── Bereitgestellter Text
Entscheidungsstichwort (Thema)
Versorgungsausgleich
Leitsatz (amtlich)
Für feststellende Entscheidungen über den verlängerten schuldrechtlichen Versorgungsausgleich (§ 3a VAHRG) fehlt vor dem Tode des ausgleichspflichtigen Ehegatten regelmäßig das erforderliche Feststellungsinteresse.
Normenkette
VAHRG § 3a; ZPO § 256
Verfahrensgang
AG Besigheim |
OLG Stuttgart |
Tenor
Die weitere Beschwerde gegen den Beschluß des 15. Zivilsenats – Familiensenat – des Oberlandesgerichts Stuttgart vom 20. Februar 1995 wird auf Kosten der Antragstellerin zurückgewiesen.
Beschwerdewert: 76.800 DM.
Gründe
I.
────
Ziel 1: Welcher Beschwerdewert wird im bereitgestellten Text festgesetzt?
── Vorliegende Einträge
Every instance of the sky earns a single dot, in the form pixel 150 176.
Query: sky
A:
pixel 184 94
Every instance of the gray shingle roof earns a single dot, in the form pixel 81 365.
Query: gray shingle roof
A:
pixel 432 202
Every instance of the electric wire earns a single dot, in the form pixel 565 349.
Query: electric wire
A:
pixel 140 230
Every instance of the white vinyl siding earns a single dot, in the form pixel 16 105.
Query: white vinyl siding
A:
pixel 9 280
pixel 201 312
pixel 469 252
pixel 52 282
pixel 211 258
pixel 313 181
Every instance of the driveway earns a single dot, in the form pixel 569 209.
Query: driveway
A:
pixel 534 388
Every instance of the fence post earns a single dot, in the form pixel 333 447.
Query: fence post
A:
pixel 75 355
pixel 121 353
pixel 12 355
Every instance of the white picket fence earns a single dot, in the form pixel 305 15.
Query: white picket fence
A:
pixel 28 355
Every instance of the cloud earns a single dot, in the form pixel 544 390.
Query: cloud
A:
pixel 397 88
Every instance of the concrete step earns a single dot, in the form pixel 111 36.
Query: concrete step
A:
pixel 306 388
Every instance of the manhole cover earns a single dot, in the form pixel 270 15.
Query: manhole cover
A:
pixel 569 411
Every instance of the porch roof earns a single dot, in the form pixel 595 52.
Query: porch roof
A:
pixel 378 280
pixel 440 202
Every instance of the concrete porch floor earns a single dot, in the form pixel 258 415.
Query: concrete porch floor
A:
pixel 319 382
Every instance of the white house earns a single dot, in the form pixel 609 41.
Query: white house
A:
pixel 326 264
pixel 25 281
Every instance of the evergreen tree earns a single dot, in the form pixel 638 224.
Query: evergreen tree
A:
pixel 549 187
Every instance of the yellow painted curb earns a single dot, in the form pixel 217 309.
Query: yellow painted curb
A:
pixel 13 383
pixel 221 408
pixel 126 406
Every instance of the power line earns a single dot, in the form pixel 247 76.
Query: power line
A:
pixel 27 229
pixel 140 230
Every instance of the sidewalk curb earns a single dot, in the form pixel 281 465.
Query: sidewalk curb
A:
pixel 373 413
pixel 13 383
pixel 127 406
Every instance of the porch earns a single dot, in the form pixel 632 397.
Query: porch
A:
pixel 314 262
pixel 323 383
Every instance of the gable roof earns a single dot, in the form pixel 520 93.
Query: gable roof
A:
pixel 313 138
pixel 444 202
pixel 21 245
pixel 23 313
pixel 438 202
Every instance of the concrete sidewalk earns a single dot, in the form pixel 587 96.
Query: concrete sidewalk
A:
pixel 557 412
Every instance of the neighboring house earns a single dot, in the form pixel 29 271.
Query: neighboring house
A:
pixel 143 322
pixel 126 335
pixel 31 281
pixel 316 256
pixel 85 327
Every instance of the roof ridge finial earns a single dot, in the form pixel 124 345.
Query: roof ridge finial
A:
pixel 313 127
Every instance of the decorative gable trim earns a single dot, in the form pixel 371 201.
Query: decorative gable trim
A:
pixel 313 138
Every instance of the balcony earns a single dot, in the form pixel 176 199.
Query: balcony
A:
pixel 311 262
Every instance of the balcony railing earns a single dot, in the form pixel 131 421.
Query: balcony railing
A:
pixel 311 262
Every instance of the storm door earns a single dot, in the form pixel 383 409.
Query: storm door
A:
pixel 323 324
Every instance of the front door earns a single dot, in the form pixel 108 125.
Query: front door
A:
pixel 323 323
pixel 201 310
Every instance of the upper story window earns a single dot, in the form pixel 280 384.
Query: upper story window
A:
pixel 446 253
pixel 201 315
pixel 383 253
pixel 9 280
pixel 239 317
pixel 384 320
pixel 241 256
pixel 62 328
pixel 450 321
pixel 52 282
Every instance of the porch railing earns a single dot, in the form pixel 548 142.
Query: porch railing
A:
────
Ziel 2: Zitiere aus den Einträgen alle Zeilen von der Zeile mit „Every instance of the fence“ bis einschließlich der Zeile mit „pixel 306 388“.

Vollständige Antwort 1: Der Beschwerdewert beträgt 76.800 DM.

Vollständige Antwort 2:
Every instance of the fence post earns a single dot, in the form pixel 333 447.
Query: fence post
A:
pixel 75 355
pixel 121 353
pixel 12 355
Every instance of the white picket fence earns a single dot, in the form pixel 305 15.
Query: white picket fence
A:
pixel 28 355
Every instance of the cloud earns a single dot, in the form pixel 544 390.
Query: cloud
A:
pixel 397 88
Every instance of the concrete step earns a single dot, in the form pixel 111 36.
Query: concrete step
A:
pixel 306 388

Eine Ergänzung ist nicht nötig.